### What to produce
Exclude any images and output the remaining records exactly.

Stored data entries
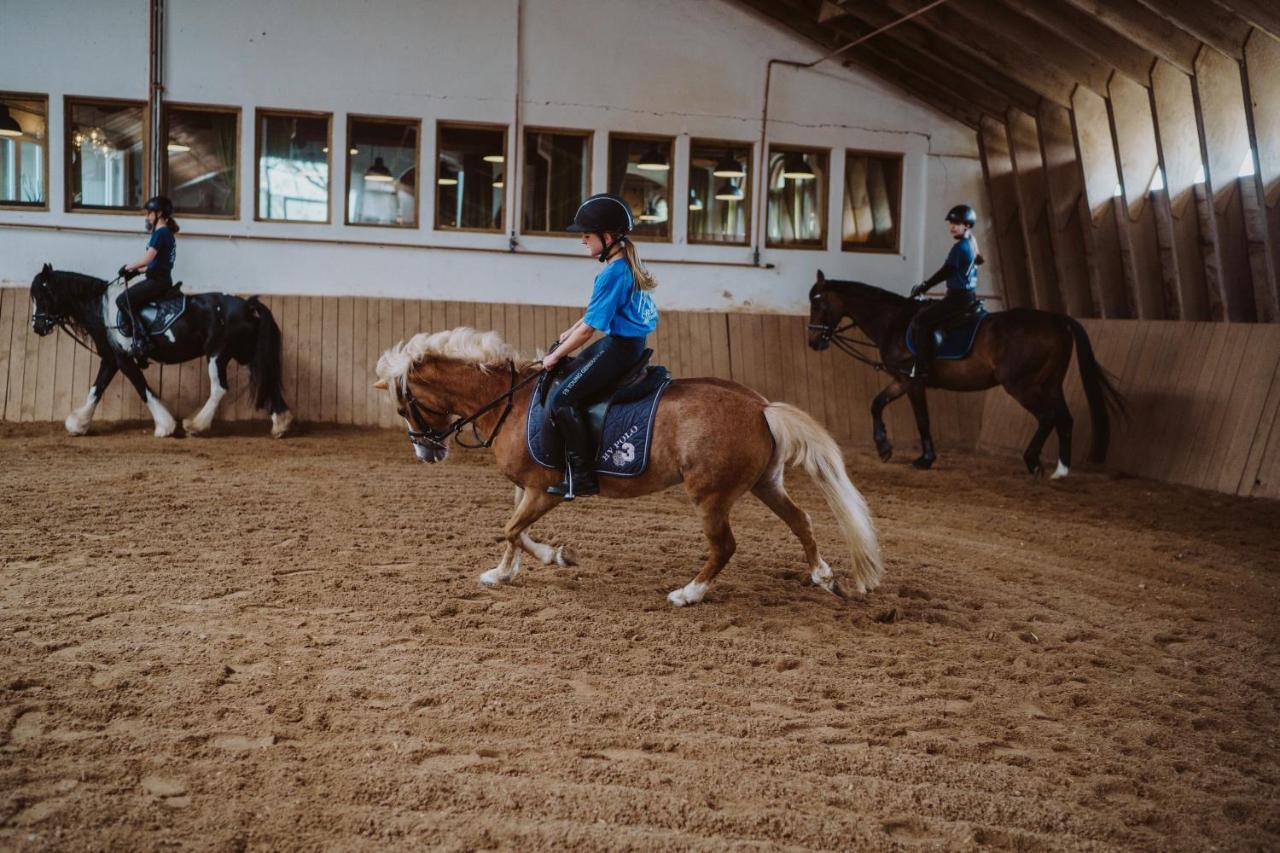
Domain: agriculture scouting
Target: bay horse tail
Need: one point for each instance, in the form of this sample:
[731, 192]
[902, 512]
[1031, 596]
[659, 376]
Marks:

### Full solution
Domain: agriculture scouting
Target: bay horse tail
Need: one point for each instance, in the form of this sample:
[731, 192]
[902, 512]
[1031, 596]
[659, 376]
Marks:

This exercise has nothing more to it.